▶ MATERIAL FOR THIS TASK
- - -
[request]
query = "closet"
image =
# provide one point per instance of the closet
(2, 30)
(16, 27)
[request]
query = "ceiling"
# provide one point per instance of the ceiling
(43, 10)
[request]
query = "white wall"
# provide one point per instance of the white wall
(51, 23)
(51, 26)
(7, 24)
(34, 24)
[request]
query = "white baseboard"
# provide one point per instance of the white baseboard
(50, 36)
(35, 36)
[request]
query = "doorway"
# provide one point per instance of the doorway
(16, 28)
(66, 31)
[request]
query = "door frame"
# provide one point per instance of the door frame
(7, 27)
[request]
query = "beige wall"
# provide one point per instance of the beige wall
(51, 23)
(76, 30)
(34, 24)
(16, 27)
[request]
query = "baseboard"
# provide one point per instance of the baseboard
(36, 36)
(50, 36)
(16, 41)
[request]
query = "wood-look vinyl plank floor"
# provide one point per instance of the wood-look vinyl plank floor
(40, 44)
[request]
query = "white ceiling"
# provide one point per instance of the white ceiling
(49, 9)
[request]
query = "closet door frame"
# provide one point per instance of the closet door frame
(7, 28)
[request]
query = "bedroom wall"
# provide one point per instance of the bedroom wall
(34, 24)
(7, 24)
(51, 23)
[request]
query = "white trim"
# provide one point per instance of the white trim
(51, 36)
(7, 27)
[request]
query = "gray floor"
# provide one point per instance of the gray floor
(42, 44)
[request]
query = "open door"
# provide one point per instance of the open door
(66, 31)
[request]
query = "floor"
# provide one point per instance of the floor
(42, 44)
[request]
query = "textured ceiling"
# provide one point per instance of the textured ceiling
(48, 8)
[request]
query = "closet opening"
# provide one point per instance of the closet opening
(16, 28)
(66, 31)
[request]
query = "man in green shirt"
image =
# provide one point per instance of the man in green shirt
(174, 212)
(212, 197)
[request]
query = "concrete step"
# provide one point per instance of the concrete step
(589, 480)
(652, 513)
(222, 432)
- - -
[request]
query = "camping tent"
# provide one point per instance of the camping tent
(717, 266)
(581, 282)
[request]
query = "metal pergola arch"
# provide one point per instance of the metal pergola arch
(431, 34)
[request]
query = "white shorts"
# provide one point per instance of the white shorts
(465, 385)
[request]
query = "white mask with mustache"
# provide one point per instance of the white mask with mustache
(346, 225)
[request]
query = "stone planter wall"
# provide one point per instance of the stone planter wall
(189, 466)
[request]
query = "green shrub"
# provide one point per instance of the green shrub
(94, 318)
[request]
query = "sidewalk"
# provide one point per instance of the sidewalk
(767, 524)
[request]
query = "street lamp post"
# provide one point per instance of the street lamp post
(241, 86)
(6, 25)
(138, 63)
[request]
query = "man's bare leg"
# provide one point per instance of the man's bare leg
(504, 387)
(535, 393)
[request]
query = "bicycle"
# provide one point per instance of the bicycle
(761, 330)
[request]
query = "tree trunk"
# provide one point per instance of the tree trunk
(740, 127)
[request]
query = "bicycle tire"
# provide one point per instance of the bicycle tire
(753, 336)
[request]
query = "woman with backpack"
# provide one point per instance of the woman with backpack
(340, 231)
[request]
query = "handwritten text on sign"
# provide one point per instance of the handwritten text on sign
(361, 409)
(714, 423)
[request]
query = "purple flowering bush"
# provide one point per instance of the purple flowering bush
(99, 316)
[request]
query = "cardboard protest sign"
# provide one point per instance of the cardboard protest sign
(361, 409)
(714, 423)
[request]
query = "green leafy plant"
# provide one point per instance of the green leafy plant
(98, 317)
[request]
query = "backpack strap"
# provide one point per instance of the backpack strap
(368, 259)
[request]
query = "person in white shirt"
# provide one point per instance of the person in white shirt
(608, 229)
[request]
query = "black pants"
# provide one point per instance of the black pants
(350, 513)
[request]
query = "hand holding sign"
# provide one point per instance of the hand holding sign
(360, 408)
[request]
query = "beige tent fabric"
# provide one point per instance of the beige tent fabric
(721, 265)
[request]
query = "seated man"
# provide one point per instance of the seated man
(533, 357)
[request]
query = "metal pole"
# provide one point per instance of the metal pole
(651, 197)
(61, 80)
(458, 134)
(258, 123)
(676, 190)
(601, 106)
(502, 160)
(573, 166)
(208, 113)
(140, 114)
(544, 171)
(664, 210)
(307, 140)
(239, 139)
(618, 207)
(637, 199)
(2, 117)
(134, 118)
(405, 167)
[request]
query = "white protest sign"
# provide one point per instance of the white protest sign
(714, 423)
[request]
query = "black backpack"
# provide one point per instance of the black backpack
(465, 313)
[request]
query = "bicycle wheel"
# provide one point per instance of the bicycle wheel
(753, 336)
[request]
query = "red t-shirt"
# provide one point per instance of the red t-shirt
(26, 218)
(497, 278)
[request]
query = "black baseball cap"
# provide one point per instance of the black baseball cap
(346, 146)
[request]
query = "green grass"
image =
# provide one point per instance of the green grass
- - -
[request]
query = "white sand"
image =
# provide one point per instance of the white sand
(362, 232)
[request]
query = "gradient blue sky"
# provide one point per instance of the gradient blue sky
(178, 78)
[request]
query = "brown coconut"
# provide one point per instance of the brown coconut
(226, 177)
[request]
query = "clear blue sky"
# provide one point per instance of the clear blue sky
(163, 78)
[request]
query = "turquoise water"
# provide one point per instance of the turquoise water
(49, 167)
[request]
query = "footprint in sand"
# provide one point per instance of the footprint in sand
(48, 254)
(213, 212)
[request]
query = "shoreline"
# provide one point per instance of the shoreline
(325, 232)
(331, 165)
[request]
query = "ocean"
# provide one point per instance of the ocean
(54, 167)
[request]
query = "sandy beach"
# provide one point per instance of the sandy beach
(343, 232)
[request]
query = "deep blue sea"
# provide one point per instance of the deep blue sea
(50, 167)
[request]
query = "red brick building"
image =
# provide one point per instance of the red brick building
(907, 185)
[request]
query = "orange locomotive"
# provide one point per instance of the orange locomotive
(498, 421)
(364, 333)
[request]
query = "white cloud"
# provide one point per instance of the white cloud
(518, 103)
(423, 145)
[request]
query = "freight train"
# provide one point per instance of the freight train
- - -
▶ EXERCISE AIM
Bring together all lines of the entries above in which the string "freight" occurs.

▶ OUTPUT OF THE TASK
query = "freight train"
# provide one point per instance of the freight train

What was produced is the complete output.